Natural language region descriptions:
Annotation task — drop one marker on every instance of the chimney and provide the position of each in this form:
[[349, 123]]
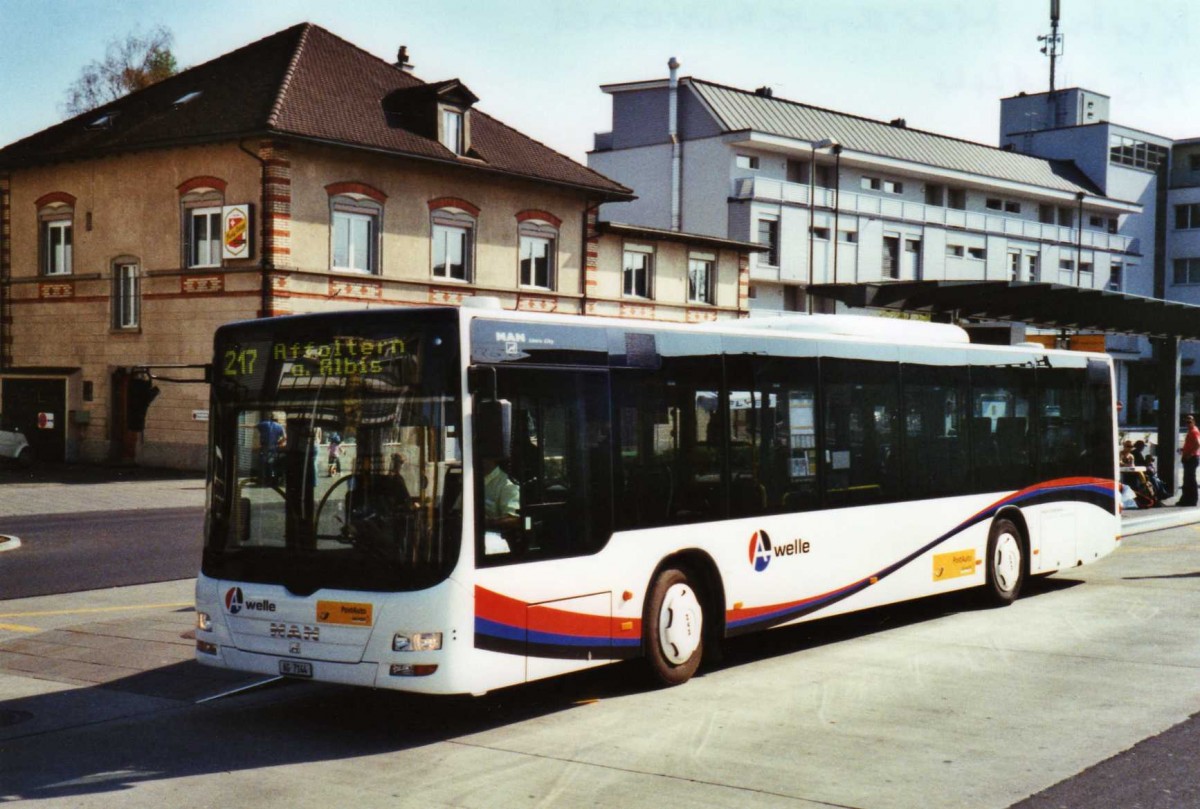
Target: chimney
[[402, 59]]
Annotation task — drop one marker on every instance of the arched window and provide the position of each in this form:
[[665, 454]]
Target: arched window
[[355, 217], [201, 201], [453, 232], [55, 223], [126, 293], [538, 235]]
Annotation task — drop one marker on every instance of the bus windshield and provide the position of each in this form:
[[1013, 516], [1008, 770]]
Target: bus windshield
[[336, 455]]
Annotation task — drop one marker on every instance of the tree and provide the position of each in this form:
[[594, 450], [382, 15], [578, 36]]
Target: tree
[[130, 64]]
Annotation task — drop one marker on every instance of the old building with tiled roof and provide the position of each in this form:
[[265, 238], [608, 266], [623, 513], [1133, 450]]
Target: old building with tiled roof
[[295, 174]]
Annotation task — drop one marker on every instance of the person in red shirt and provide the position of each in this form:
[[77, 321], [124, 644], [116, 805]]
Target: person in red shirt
[[1191, 454]]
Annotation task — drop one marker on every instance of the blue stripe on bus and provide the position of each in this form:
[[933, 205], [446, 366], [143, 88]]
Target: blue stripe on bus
[[1099, 493]]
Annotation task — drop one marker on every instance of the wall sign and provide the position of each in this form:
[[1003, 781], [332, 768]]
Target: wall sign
[[235, 231]]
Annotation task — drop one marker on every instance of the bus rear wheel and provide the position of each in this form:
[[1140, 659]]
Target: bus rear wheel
[[675, 628], [1006, 562]]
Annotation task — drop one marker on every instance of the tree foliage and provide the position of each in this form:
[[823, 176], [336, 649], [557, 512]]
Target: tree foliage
[[130, 64]]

Task details:
With the pictures dropped, write out all of the entries word for word.

Problem solution:
Annotation task — drop one marker on every instance of the chimney and provide the position of each in this form:
[[349, 123]]
Target: chimney
[[402, 59]]
Annotation task — drop one marker on every instance of the arched window and provide the position of each in this form:
[[665, 454]]
Target: arched window
[[355, 217], [201, 201], [453, 232], [55, 223], [126, 293], [538, 235]]
Annotation task — drop one marker on every instance of the bus windshield and provide the position of each in this form:
[[1013, 516], [1008, 770]]
Target: bus windshield
[[336, 455]]
Annotation task — drop one marker on every instance of the tree and provide the position of each in this form:
[[594, 450], [382, 15], [578, 36]]
Target: tree
[[130, 64]]
Annotation task — drop one marker on every instance of the old building with tiled roof and provide the position of each in this form:
[[265, 238], [608, 266], [623, 513], [1133, 450]]
Target: old building with tiled roof
[[295, 174]]
Annotation task — drop one marker on every instance of the person in red shirt and provide the position of each in this form:
[[77, 321], [124, 644], [116, 805]]
Target: person in red shirt
[[1191, 454]]
Annotation task — drop one marker on every instance of the blue stripe on bus and provide the position of each in this form:
[[933, 205], [446, 366], [143, 88]]
Target: blue stripe on bus
[[1099, 493]]
Annotation task — drop one marker on every instance of the wall sign and provide the position of each in this form:
[[1003, 781], [332, 768]]
Target: wall sign
[[235, 231]]
Annotation task — drop one marker on every instance of the bus rear wheel and provide the position of each in this form:
[[1140, 659]]
Target: bus rear wheel
[[675, 628], [1006, 562]]
Annotation task — drop one marker on every instance of the tree foliage and provide the position of each in this form:
[[823, 176], [336, 649], [557, 512]]
Target: tree foliage
[[130, 64]]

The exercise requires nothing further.